→ **REQUIREMENT**: Could you reproduce all of the material below with every "Target" swapped for "Label", leaving the pictures out and changing nothing else?

→ **LISTING**:
---*---

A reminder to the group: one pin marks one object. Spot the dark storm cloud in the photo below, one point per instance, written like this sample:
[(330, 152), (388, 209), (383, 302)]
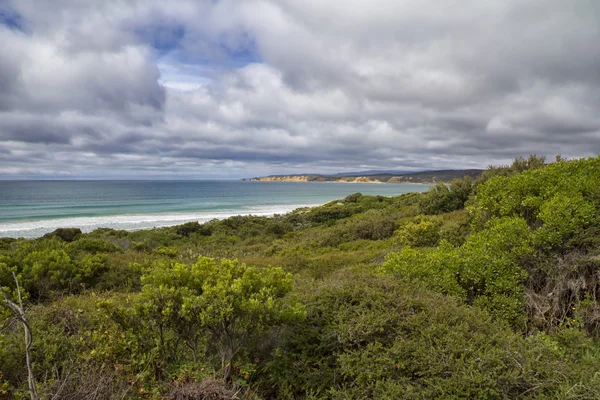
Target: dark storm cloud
[(229, 88)]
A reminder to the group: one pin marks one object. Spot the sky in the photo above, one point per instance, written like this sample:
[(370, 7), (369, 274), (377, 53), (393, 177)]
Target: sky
[(216, 89)]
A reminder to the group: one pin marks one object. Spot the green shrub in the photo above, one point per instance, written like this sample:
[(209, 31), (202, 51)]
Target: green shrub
[(422, 231)]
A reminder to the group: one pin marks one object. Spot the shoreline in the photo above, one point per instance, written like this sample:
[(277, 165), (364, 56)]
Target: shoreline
[(33, 229)]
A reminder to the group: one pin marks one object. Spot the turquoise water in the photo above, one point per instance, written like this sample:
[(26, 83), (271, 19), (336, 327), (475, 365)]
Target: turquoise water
[(32, 208)]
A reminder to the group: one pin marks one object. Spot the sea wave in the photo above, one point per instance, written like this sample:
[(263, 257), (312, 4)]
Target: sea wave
[(132, 222)]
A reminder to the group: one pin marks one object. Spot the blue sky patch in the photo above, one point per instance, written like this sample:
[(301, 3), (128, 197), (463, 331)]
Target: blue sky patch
[(11, 19)]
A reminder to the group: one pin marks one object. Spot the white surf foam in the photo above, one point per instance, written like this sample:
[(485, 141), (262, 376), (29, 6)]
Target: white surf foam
[(131, 222)]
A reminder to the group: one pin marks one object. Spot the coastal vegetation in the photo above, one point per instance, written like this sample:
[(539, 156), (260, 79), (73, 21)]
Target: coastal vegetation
[(487, 287)]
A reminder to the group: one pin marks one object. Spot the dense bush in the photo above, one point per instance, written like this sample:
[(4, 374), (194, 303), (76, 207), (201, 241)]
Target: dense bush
[(485, 289)]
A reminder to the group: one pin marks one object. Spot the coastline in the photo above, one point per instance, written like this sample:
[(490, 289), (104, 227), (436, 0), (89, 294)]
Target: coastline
[(32, 229)]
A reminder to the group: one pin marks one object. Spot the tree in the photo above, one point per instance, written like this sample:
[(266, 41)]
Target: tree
[(18, 311), (228, 301)]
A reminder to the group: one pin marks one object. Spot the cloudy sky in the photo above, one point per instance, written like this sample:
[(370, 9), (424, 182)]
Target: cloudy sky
[(229, 89)]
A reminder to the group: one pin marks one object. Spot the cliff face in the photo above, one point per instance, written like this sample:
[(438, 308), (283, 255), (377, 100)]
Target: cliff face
[(415, 177), (307, 178), (291, 178)]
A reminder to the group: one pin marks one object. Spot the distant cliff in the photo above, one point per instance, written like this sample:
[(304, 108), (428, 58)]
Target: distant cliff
[(416, 177)]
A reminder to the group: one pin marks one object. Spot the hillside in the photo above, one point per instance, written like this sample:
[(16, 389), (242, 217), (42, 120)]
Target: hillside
[(480, 289), (415, 177)]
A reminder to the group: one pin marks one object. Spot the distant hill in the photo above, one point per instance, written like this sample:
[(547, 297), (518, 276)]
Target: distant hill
[(374, 172), (377, 177)]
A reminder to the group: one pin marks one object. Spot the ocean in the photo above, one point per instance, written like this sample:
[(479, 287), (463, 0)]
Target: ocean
[(32, 208)]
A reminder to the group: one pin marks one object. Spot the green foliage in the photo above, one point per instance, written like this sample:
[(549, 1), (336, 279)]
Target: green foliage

---*---

→ **ANSWER BELOW**:
A reminder to the group: one pin marks one object. Spot the dark storm cloud in the photo below, one point per instance, written like this sample:
[(330, 152), (388, 209), (383, 302)]
Label: dark storm cloud
[(229, 88)]
A reminder to the group: one pin marks one object. Spot the sky in the photo above, one point per instance, written like this sample:
[(370, 7), (369, 274), (377, 53), (393, 177)]
Label: sky
[(216, 89)]
A reminder to the group: one pin marks one object. Spot the green shrub in the photo above, one point per instance, written like this sample:
[(209, 31), (202, 51)]
Label: green shrub
[(422, 231)]
A reminder to the group: one pin marks one object. Spot the shoreline in the photo above, one point per instance, written like this sample:
[(277, 165), (364, 56)]
Label: shoreline
[(33, 229)]
A reminder to the group: one pin marks one object. Spot the turquoise water in the photo above, one point per instance, written like this sample:
[(26, 83), (271, 19), (336, 327), (475, 365)]
Label: turquoise water
[(32, 208)]
A reminder to the group: one pin marks one object. Spot the sea wave in the photo above, one point per instance, written like this sample:
[(263, 257), (312, 4)]
Label: sea wave
[(132, 222)]
A reminder to the group: one pin marks one object. Spot the blue sky patch in the photo above, one point per instance, written like this sample:
[(301, 3), (128, 197), (463, 331)]
Label: blue sky patch
[(11, 19)]
A reminder to the group: one pin marks one object. Spot the white surf foam in the photo above, one point per instance, written like this sample:
[(485, 141), (262, 376), (29, 6)]
Label: white surf foam
[(131, 222)]
A reminder to the group: one pin marks one object. Spot the coastal vegetation in the photo above, one point per instance, written like this sample:
[(539, 156), (260, 79), (73, 21)]
Label: coastal vegetation
[(487, 287)]
A reminder to the group: one pin marks one object. Spot the dense bush in the photo above, one point per instance, written like this sample:
[(4, 374), (194, 303), (76, 207), (201, 241)]
Label: dense bush
[(485, 289)]
A reminder to the group: one pin marks one object. Spot the coastline in the photo above, one point per instance, written like this sample:
[(490, 289), (104, 227), (436, 0), (89, 294)]
Label: coastline
[(32, 229)]
A reminder to the group: one pin marks one object. Spot the tree in the photo above, one point per instance, written like this sample:
[(266, 41)]
Label: tree
[(18, 311), (228, 301)]
A reminder to the group: one pin marks one object. Spot the cloudy sky in the photo above, one point per instance, written like this sample:
[(370, 9), (424, 182)]
Label: cloudy sky
[(229, 89)]
A reminder to the group: one pin marks one object. Spot the cliff face in the photo above, one point per instance, written like this sample:
[(438, 308), (283, 255), (377, 100)]
Label: cliff face
[(415, 177), (307, 178), (291, 178)]
A reminder to the group: one pin marks one object. Spot the distant cliff in the photo above, one point per instance, written like this sample:
[(304, 108), (428, 58)]
Label: distant cliff
[(416, 177)]
A reminder to the group: one pin marks one object. Spot the hillside in the photo above, one point per instance, written like this sample:
[(16, 389), (242, 217), (42, 120)]
Label: hillside
[(480, 289), (415, 177)]
A reminder to the group: one pin marks one object. Spot the distant hill in the photo above, one point per instance, written like this sample:
[(547, 297), (518, 276)]
Label: distant hill
[(374, 172), (377, 177)]
A reminder to the group: one pin marks one object. Spot the ocean in the photo above, one point per instance, written like this sample:
[(479, 287), (463, 0)]
Label: ocean
[(32, 208)]
A reminder to the group: one pin marks one object. Spot the green foliage in the photo above, one point per instance, written like this sample:
[(549, 1), (336, 279)]
Label: green foliage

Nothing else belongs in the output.